> _TEXTAUSZUG_:

„Netter junger Mann“ Mandela

Der Chef des African National Congress auf Wahlkampftour / Wo Worte und Argumente nicht helfen, versucht es der 76jährige mit Charme  ■ Aus Durban Willi Germund

Die riesige Plakatwand auf dem Hügel verspricht in den grün-gold- schwarzen Farben des „African National Congress“ Jobs. „Arbeitslos – bitte helfen sie uns, Herr Mandela“ hat ein Bewohner des Schwarzenviertels Lamont der südafrikanischen Hafenstadt Durban auf die Rückseite des Wahlplakats mit einem Foto des Spitzenkandidaten der Anti-Apartheid-Allianz gemalt. „Madiba“, wie Verehrer den großen alten Mann Südafrikas respektvoll anreden, hockt auf dem Schiebedach seiner gepanzerten Limousine und hält ein Megaphon in der Hand.

> _AUFGABENLISTE_:
A: Wann setzt Mandela auf seiner Wahlkampftour laut dem Textauszug auf Charme?
B: Kopiere aus dem Textauszug wortgetreu die Passage, die mit „Die riesige Plakatwand“ beginnt und bis einschließlich „in der Hand.“ reicht.

> _DATENÜBERSICHT_:
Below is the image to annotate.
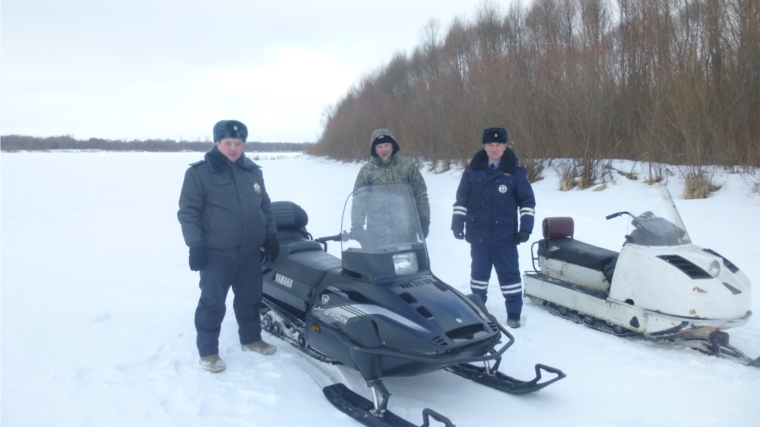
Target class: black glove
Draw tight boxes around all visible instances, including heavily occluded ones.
[420,219,430,237]
[263,237,280,262]
[515,230,530,245]
[190,245,208,271]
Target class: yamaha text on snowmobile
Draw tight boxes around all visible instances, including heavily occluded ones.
[262,184,565,427]
[524,187,760,366]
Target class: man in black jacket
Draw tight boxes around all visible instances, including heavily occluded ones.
[177,120,279,372]
[451,127,536,328]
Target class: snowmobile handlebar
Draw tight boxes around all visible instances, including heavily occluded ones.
[420,408,454,427]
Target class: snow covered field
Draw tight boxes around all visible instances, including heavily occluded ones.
[0,152,760,427]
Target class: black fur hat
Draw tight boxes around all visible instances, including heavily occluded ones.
[214,120,248,142]
[482,127,509,144]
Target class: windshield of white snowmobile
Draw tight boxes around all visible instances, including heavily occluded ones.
[341,184,424,252]
[628,187,691,246]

> _ANTWORTEN JE AUFGABE_:
A: Er versucht es dort mit Charme, wo Worte und Argumente nicht helfen.

B:
Die riesige Plakatwand auf dem Hügel verspricht in den grün-gold- schwarzen Farben des „African National Congress“ Jobs. „Arbeitslos – bitte helfen sie uns, Herr Mandela“ hat ein Bewohner des Schwarzenviertels Lamont der südafrikanischen Hafenstadt Durban auf die Rückseite des Wahlplakats mit einem Foto des Spitzenkandidaten der Anti-Apartheid-Allianz gemalt. „Madiba“, wie Verehrer den großen alten Mann Südafrikas respektvoll anreden, hockt auf dem Schiebedach seiner gepanzerten Limousine und hält ein Megaphon in der Hand.